Lay out every line of the items below as a JSON list of strings, one string per line, skipping blank lines. Leave the pictures out.
*** RECORDS FOR THIS TASK ***
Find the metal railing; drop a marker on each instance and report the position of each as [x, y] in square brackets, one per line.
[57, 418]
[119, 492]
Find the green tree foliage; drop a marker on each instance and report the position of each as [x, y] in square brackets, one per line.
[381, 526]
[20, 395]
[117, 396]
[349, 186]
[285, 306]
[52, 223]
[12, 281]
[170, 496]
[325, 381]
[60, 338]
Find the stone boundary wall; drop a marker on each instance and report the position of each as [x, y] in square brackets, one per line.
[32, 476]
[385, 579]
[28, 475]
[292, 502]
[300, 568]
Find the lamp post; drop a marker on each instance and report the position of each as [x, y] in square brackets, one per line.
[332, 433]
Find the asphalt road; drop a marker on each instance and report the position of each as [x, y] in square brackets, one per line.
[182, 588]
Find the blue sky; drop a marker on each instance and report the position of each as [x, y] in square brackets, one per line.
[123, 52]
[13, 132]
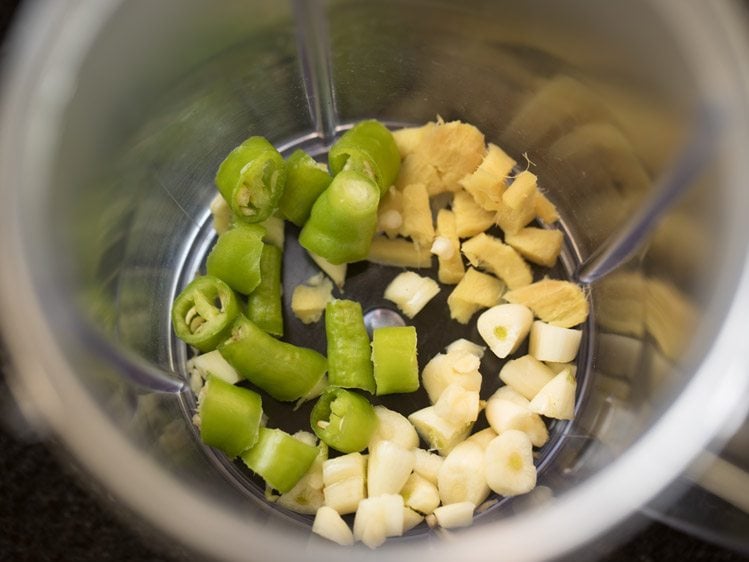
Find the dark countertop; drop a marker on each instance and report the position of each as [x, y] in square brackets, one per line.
***
ANSWER FOR THIS EXERCISE:
[
  "Find the metal railing; drop a marker on each instance and report the position of each as [x, y] in square brackets, one per line.",
  "[57, 418]",
  "[119, 492]",
  "Find the green tree foliage; drop a marker on each instance and report the position of each as [x, y] in square brackets, one per line.",
  "[381, 526]",
  "[20, 395]",
  "[117, 396]",
  "[349, 186]",
  "[285, 306]",
  "[52, 223]",
  "[12, 281]",
  "[170, 496]",
  "[325, 381]",
  "[60, 338]",
  "Find the stone boundary wall; drop a marker on each instance and report the position of each as [x, y] in square brackets, one per line.",
  "[32, 476]",
  "[385, 579]",
  "[28, 475]",
  "[292, 502]",
  "[300, 568]",
  "Find the lamp post; drop a marker on each instance and report the position of each as [x, y] in square brackets, one per line.",
  "[332, 433]",
  "Find the asphalt road; drop a marker on each instance and report the position of each as [x, y] in square brackets, one per line.",
  "[182, 588]",
  "Find the blue sky; drop a marker on each instance and report the position of each as [x, y] in square brackets, one per line.",
  "[123, 52]",
  "[13, 132]",
  "Find the dark countertop; drop a marker on each instance and report the position of each as [x, y] in square brackets, one per line."
]